_Task statement_: Starting with the line that contains "Task: Indicate the paved", copy out each line through the end of the entries below, exactly as written, and nothing else.

#####

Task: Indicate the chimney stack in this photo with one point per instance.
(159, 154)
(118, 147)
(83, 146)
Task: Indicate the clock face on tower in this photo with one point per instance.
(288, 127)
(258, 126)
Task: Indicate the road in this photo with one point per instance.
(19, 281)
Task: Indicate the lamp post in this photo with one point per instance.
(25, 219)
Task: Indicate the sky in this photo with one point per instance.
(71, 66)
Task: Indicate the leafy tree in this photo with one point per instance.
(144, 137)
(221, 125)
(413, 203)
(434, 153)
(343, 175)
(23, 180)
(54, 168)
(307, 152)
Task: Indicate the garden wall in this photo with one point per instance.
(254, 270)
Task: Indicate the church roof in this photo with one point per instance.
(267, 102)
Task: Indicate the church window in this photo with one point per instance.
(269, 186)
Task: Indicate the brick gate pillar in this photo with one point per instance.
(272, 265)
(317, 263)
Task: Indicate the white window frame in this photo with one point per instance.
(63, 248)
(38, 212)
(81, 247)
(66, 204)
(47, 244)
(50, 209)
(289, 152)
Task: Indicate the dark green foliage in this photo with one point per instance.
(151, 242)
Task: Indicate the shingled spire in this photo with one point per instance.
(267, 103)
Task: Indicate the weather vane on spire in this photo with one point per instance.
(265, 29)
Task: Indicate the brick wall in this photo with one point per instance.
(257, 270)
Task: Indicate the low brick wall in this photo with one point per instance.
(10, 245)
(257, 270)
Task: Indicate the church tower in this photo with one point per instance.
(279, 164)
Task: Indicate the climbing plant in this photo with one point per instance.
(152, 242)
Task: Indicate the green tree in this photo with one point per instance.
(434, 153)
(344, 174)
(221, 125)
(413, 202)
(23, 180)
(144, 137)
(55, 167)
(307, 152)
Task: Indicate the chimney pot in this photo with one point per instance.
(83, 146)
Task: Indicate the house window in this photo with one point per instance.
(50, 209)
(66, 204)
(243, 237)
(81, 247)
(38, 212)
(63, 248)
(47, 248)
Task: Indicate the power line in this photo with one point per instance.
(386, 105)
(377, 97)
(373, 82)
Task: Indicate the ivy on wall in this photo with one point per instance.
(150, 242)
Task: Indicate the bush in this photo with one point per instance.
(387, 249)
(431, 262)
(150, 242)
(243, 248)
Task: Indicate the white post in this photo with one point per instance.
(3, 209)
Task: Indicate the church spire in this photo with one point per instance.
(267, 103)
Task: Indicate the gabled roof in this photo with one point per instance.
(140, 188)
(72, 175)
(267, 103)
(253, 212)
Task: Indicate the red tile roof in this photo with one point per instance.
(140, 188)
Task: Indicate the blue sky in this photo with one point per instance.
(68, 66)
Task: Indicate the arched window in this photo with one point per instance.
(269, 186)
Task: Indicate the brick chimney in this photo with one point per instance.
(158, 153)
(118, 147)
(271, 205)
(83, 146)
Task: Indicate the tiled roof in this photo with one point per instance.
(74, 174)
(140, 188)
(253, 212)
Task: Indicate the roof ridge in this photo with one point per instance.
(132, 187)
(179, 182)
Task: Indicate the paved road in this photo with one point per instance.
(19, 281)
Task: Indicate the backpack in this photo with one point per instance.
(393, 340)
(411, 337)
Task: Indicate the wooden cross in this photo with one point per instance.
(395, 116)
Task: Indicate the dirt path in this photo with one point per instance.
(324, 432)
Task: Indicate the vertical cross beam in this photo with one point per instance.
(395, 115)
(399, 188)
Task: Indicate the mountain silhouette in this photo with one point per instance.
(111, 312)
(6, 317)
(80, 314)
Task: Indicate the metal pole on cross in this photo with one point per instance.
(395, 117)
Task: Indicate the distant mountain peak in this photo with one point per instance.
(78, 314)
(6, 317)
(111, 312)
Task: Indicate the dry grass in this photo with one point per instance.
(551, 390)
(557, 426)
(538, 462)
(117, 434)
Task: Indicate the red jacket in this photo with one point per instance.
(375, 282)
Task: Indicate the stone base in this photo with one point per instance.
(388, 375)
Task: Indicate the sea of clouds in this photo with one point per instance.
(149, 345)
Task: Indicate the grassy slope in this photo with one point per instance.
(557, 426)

#####

_Solved exercise_:
Task: Indicate the paved road in this photo with one point per instance.
(19, 281)
Task: Indicate the backpack in this photo with one point per instance.
(393, 340)
(411, 337)
Task: Indicate the wooden cross in this photo with one point per instance.
(395, 116)
Task: Indicate the dirt path in this photo with one point per instance.
(324, 432)
Task: Indicate the vertical cross beam in this photo with one point per instance.
(395, 115)
(399, 188)
Task: Indicate the mountain silhouette in this photo with one point per instance.
(111, 312)
(6, 317)
(80, 314)
Task: Indicate the metal pole on cross in this photo with one point per instance.
(395, 117)
Task: Indicate the distant mountain peak in this photo with one point per instance.
(78, 314)
(6, 317)
(111, 312)
Task: Indicate the dry grass in this photo with one point per instance.
(551, 390)
(557, 426)
(538, 462)
(117, 434)
Task: Indicate the red jacket in this photo with one point per instance.
(375, 282)
Task: Indicate the stone base in this photo with one point per instance.
(388, 375)
Task: Indicate the sea of clouds in this photo with one point per instance.
(149, 345)
Task: Indicate the grassy slope in this photo with one point per instance.
(557, 426)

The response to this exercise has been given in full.